### Task objective
Keeping every line intact, print the records that follow.

### Records for the exercise

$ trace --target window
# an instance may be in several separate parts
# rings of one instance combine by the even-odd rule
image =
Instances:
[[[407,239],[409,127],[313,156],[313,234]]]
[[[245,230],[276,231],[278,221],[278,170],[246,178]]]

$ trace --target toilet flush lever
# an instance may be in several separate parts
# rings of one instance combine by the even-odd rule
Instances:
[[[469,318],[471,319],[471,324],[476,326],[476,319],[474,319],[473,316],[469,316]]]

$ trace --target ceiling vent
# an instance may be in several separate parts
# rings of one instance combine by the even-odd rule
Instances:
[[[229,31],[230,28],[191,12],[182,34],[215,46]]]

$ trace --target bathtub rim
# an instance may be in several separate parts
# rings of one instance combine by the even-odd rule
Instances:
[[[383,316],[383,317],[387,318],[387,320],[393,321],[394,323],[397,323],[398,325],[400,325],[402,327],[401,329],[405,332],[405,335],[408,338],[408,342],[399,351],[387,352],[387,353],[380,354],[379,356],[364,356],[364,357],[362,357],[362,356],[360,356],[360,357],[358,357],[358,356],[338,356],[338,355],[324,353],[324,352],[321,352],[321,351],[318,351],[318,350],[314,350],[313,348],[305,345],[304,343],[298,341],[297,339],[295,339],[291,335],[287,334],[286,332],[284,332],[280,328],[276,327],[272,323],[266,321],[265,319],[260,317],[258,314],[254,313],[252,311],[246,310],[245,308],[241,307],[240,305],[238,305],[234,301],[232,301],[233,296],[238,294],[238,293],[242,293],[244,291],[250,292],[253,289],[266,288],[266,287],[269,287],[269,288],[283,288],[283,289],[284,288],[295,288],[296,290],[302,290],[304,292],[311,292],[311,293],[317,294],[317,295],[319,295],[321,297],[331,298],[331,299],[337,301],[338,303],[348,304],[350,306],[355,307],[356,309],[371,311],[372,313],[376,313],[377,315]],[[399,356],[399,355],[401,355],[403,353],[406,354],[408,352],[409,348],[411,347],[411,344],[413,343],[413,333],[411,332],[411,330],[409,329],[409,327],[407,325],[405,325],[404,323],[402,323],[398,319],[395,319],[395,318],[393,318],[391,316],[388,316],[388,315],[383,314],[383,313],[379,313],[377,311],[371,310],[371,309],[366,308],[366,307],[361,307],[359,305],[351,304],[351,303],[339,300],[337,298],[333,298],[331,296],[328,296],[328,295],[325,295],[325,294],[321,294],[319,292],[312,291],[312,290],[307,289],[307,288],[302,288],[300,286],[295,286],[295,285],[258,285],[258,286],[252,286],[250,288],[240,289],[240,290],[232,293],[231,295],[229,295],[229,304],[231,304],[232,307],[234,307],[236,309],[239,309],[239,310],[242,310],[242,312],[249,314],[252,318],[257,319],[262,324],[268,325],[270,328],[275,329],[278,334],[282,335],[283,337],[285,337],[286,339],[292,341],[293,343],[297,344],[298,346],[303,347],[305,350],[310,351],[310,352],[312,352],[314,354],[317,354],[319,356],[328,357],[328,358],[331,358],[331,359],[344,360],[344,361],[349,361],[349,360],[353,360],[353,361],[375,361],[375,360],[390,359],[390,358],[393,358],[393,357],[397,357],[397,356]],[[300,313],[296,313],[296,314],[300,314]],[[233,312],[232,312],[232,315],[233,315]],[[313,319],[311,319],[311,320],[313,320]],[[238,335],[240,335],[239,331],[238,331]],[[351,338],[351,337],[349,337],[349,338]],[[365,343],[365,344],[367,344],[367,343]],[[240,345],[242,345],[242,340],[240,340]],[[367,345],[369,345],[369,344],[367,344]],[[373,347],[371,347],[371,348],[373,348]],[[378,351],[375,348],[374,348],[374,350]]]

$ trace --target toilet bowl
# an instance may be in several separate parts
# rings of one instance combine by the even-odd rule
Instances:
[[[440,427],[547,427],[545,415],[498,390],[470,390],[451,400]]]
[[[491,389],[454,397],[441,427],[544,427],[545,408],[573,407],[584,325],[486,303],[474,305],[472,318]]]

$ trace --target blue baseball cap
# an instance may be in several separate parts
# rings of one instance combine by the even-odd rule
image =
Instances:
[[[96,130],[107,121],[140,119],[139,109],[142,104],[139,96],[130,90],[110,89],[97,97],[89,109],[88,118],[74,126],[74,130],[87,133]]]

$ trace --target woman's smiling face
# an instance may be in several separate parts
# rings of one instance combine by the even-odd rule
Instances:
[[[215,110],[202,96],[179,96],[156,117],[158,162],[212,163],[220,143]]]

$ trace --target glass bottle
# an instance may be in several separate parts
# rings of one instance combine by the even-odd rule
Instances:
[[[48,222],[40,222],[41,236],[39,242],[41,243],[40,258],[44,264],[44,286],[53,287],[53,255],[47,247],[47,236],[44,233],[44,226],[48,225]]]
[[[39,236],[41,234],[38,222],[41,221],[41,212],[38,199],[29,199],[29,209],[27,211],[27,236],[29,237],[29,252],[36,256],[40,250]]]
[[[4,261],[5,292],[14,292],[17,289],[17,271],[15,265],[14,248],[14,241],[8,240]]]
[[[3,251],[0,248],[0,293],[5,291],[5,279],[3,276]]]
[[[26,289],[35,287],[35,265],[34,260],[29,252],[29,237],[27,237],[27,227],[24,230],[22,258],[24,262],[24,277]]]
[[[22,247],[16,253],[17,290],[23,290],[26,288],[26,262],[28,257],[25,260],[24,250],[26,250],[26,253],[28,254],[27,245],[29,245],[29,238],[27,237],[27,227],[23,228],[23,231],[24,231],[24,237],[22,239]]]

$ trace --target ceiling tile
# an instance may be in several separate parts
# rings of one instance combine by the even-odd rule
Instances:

### Answer to the exercise
$ trace --target window
# an instance may be in several separate parts
# rings of one instance combine by the even-odd rule
image =
Instances:
[[[407,239],[409,127],[313,156],[313,234]]]
[[[245,230],[276,231],[278,221],[278,170],[246,178]]]

$ trace --target toilet flush lever
# an instance may be in several separate parts
# rings of one instance combine by the even-odd rule
Instances:
[[[469,318],[471,319],[471,324],[476,326],[476,319],[474,319],[473,316],[469,316]]]

$ trace --target ceiling vent
# an instance may be in several separate parts
# rings of one instance combine by the even-odd rule
Instances:
[[[229,31],[230,28],[191,12],[182,34],[215,46]]]

$ trace --target bathtub rim
# an instance may be in several separate parts
# rings of one instance combine by the even-odd rule
Instances:
[[[383,316],[383,317],[387,318],[387,320],[393,321],[394,323],[397,323],[398,325],[400,325],[402,327],[401,329],[405,332],[405,335],[408,338],[408,342],[399,351],[387,352],[387,353],[380,354],[379,356],[364,356],[364,357],[362,357],[362,356],[360,356],[360,357],[358,357],[358,356],[338,356],[338,355],[324,353],[324,352],[321,352],[321,351],[318,351],[318,350],[314,350],[313,348],[305,345],[304,343],[298,341],[297,339],[295,339],[291,335],[287,334],[286,332],[284,332],[280,328],[276,327],[272,323],[266,321],[265,319],[260,317],[258,314],[254,313],[252,311],[246,310],[245,308],[241,307],[240,305],[238,305],[234,301],[232,301],[233,296],[238,294],[238,293],[242,293],[244,291],[250,292],[253,289],[266,288],[266,287],[269,287],[269,288],[283,288],[283,289],[284,288],[295,288],[296,290],[302,290],[304,292],[311,292],[311,293],[317,294],[317,295],[319,295],[321,297],[331,298],[331,299],[337,301],[338,303],[348,304],[350,306],[355,307],[356,309],[371,311],[372,313],[376,313],[377,315]],[[399,356],[399,355],[401,355],[403,353],[406,354],[408,352],[409,348],[411,347],[411,344],[413,343],[413,333],[411,332],[411,330],[409,329],[409,327],[407,325],[405,325],[404,323],[402,323],[398,319],[395,319],[395,318],[393,318],[391,316],[388,316],[388,315],[383,314],[383,313],[379,313],[377,311],[371,310],[371,309],[366,308],[366,307],[361,307],[359,305],[351,304],[351,303],[339,300],[337,298],[333,298],[331,296],[328,296],[328,295],[325,295],[325,294],[321,294],[319,292],[312,291],[312,290],[307,289],[307,288],[302,288],[300,286],[295,286],[295,285],[258,285],[258,286],[252,286],[250,288],[240,289],[240,290],[232,293],[231,295],[229,295],[229,304],[231,304],[232,307],[234,307],[236,309],[239,309],[239,310],[242,310],[242,312],[249,314],[252,318],[257,319],[262,324],[268,325],[270,328],[275,329],[278,334],[282,335],[283,337],[285,337],[286,339],[292,341],[293,343],[297,344],[298,346],[303,347],[305,350],[310,351],[310,352],[312,352],[314,354],[317,354],[319,356],[328,357],[328,358],[331,358],[331,359],[344,360],[344,361],[349,361],[349,360],[353,360],[353,361],[375,361],[375,360],[390,359],[390,358],[393,358],[393,357],[397,357],[397,356]],[[300,313],[296,313],[296,314],[300,314]],[[233,312],[232,312],[232,315],[233,315]],[[313,319],[311,319],[311,320],[313,320]],[[238,335],[240,335],[239,331],[238,331]],[[351,338],[351,337],[349,337],[349,338]],[[365,343],[365,344],[367,344],[367,343]],[[240,345],[242,345],[242,340],[240,340]],[[367,345],[369,345],[369,344],[367,344]],[[373,347],[371,347],[371,348],[373,348]],[[378,351],[375,348],[374,348],[374,350]]]

$ trace --target toilet bowl
# an instance may be in several separate parts
# rings of one instance combine by the even-odd rule
Instances:
[[[440,427],[547,427],[545,415],[498,390],[470,390],[451,400]]]
[[[491,389],[454,397],[441,427],[544,427],[545,408],[573,407],[584,325],[486,303],[474,305],[472,318]]]

$ trace --target blue baseball cap
# an instance may be in several separate parts
# rings of one instance combine by the even-odd rule
image =
Instances:
[[[96,130],[107,121],[140,119],[139,109],[142,104],[139,96],[130,90],[110,89],[97,97],[89,109],[88,118],[74,126],[74,130],[87,133]]]

$ trace --target woman's smiling face
# an instance may be in several separate parts
# rings of one instance combine by the even-odd rule
Instances:
[[[215,110],[202,96],[179,96],[156,117],[158,162],[212,163],[220,143]]]

$ trace --target glass bottle
# an instance may be in several separate parts
# rings of one instance combine by the even-odd rule
Instances:
[[[48,222],[40,222],[41,236],[39,242],[41,243],[40,258],[44,264],[44,286],[53,287],[53,255],[47,247],[47,236],[44,233],[44,226],[48,225]]]
[[[39,236],[41,234],[38,222],[41,221],[41,212],[38,199],[29,199],[29,209],[27,211],[27,236],[29,237],[29,252],[36,256],[40,250]]]
[[[4,261],[5,292],[14,292],[17,289],[17,271],[15,265],[14,248],[14,241],[8,240]]]
[[[3,251],[0,248],[0,293],[5,291],[5,279],[3,276]]]
[[[26,289],[35,287],[35,265],[34,260],[29,252],[29,237],[27,237],[27,227],[24,230],[22,258],[24,262],[24,277]]]
[[[22,247],[16,253],[17,290],[23,290],[26,288],[26,262],[28,257],[25,260],[24,250],[26,250],[26,253],[28,254],[27,245],[29,245],[29,238],[27,237],[27,227],[23,228],[23,231],[24,231],[24,237],[22,239]]]

$ trace --target ceiling tile
# an instance may be in several separate parts
# rings of one instance combine by the even-odd rule
Instances:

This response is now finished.